Texto de estudo ▸
____________
A cúpula do G-20 em Londres, na quinta-feira, será o palco de um embate entre a União Europeia (UE), que defende a criação de um sistema global de regulação do mercado financeiro e de suas instituições, e os EUA, que insistem na adoção de receitas domésticas de controle do setor. O Brasil, que tem a oferecer a bem-sucedida experiência de um setor financeiro nacional muito normatizado pelo Banco Central, vai se aliar à UE contra a "regulação caseira" ao gosto americano.
Salvo propostas emergenciais de última hora, como a criação de um fundo de US$ 100 bilhões para reativar o financiamento ao comércio, os líderes do G-20 terão poucos, porém complicados, imbróglios a resolver em Londres. A reforma do Fundo Monetário Internacional (FMI) foi decidida duas semanas atrás - nesse debate, o Brasil está alinhado com os EUA -, assim como a injeção de mais recursos nessas instituições para o socorro das quebradas economias do Leste Europeu. Caberá aos líderes definir quanto será aportado - se US$ 500 bilhões ou US$ 750 bilhões - e quem pagará a conta.
____________
Entradas fornecidas ▸
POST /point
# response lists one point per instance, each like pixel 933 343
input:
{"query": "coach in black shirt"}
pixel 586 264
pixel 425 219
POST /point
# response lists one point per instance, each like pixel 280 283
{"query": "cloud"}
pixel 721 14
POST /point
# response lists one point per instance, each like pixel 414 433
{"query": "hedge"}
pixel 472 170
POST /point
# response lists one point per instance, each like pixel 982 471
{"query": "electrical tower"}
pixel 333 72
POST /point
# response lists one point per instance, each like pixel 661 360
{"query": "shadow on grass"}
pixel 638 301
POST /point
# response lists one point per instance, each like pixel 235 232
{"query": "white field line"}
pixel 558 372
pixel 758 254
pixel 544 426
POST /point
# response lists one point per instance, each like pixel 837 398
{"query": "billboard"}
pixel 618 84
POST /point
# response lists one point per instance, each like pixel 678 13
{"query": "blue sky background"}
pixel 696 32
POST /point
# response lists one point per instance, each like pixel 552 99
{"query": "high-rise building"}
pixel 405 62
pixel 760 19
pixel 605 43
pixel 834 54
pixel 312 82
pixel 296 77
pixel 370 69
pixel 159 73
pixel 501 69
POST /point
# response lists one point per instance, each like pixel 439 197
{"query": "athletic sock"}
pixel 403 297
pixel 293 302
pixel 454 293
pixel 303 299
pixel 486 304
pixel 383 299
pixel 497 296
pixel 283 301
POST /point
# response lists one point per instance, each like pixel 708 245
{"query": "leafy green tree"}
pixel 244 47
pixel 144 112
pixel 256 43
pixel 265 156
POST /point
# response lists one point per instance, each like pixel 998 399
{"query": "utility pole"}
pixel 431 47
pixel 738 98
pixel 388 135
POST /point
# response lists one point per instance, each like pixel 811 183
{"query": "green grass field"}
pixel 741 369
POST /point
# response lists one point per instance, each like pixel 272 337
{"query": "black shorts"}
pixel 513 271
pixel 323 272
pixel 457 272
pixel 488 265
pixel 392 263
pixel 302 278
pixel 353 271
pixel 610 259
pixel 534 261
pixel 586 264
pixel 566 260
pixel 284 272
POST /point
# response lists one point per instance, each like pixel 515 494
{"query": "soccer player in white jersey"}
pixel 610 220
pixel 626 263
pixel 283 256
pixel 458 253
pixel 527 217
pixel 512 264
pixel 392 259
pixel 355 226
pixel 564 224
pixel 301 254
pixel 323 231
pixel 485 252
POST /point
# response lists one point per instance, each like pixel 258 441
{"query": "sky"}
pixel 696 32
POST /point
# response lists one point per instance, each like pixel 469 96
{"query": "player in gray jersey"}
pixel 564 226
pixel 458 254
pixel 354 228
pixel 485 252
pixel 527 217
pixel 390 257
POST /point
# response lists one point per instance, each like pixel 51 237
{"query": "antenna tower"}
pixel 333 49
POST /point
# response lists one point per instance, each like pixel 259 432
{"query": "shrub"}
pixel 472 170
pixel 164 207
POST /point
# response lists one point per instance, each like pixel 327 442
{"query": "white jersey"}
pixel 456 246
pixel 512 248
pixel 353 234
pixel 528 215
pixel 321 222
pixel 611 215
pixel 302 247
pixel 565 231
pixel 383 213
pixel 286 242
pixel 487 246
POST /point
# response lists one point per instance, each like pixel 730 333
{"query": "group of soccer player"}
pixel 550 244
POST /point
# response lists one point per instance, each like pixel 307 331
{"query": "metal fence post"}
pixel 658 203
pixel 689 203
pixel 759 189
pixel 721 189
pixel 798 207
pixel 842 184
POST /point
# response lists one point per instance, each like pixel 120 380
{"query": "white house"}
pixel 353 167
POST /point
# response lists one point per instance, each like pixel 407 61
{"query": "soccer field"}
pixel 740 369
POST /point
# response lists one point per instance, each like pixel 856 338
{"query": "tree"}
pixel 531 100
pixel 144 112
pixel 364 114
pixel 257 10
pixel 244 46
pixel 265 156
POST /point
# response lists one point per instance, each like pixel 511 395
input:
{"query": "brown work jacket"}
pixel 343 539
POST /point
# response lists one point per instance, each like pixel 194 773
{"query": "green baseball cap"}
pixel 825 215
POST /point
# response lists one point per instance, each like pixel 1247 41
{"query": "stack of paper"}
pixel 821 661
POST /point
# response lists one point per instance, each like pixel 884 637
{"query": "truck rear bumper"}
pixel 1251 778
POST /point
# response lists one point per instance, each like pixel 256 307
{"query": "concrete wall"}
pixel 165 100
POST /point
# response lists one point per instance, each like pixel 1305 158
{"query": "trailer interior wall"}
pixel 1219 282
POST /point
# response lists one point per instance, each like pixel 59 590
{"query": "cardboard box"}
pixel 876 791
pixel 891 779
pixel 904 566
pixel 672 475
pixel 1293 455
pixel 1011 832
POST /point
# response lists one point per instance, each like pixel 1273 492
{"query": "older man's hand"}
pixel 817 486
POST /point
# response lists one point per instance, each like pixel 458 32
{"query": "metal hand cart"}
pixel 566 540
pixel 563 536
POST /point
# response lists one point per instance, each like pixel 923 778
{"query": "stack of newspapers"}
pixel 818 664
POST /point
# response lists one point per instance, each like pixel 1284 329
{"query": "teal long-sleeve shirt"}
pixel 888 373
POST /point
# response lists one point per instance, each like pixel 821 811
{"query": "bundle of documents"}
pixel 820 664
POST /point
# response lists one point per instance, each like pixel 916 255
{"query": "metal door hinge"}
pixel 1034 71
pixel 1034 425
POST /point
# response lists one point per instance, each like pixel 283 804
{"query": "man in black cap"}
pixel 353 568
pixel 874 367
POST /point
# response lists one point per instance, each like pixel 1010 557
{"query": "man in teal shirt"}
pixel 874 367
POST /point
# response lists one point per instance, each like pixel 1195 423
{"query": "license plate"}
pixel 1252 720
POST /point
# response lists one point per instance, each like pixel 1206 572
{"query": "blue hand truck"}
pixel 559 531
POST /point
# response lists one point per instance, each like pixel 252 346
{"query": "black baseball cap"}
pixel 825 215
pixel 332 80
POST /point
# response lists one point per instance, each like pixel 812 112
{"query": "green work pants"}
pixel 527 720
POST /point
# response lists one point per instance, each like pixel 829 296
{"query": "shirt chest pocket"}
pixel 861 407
____________
Lista de atividades ▸
1 – Liste todos os valores em dólares citados no texto sobre a cúpula do G-20.
2 – Reproduza o trecho do texto sobre a cúpula do G-20 que começa com as palavras "Salvo propostas emergenciais" e termina com "pagará a conta.", substituindo "Leste Europeu" por "Sul da Europa".
3 – Dê continuidade ao texto sobre a cúpula do G-20 a partir do ponto em que ele termina.

Conjunto de respostas ▸
1 –
US$ 100 bilhões
US$ 500 bilhões
US$ 750 bilhões

2 –
Salvo propostas emergenciais de última hora, como a criação de um fundo de US$ 100 bilhões para reativar o financiamento ao comércio, os líderes do G-20 terão poucos, porém complicados, imbróglios a resolver em Londres. A reforma do Fundo Monetário Internacional (FMI) foi decidida duas semanas atrás - nesse debate, o Brasil está alinhado com os EUA -, assim como a injeção de mais recursos nessas instituições para o socorro das quebradas economias do Sul da Europa. Caberá aos líderes definir quanto será aportado - se US$ 500 bilhões ou US$ 750 bilhões - e quem pagará a conta.

3 –
O governo brasileiro chegará ao encontro com um poder de ação alargado pela sua inclusão no Comitê de Basileia de Supervisão Bancária e no Fórum de Estabilidade Financeira (FSF, na sigla em inglês), além da perspectiva de aumentar seu poder de voto no FMI e no Banco Mundial (Bird), ao final de suas reformas levados a cabo com amplo aval dos EUA. "O Brasil terá no G-20 um papel condizente ao seu tamanho", avaliou ao Estado o ministro das Relações Exteriores, Celso Amorim.
O acúmulo de aliados, entretanto, não diminui o desafio da UE. Neste seu primeiro encontro multilateral, o presidente dos EUA, Barack Obama, deve resistir à regulação global do sistema financeiro escudado em duas iniciativas tomadas pelo Tesouro americano na semana passada: o superpacote de US$ 1 trilhão para a compra de "ativos tóxicos" das suas instituições financeiras, e a decisão de pedir ao Congresso a ampliação de seu poder de regulação e supervisão dos bancos.
Com tais munições, os EUA tendem a defender que cada País faça a sua vigilância bancária - a "regulação caseira" -, bloqueando o consenso em torno da proposta de conversão do FSF, que atualmente coordena os debates sobre a recuperação do setor, em uma espécie de "inspetor mundial" das finanças. O FSF poderia examinar periodicamente as políticas macroeconômicas e financeiras nacionais, inclusive as dos países ricos, como a OMC faz com as políticas comerciais dos sócios.
Outra proposta prevê a adoção de uma política anticíclica para evitar que os sistemas de crédito evoluam da pura euforia para depressões em que o crédito evapora por completo. No momento de maior liquidez, os países adotariam travas duras no controle da qualidade do crédito. Há ainda a recomendação para que os bancos sejam transparentes na oferta de produtos financeiros - não escamoteando, por exemplo, a toxicidade dos "subprimes", os títulos podres da indústria das hipotecas habitacionais nos EUA.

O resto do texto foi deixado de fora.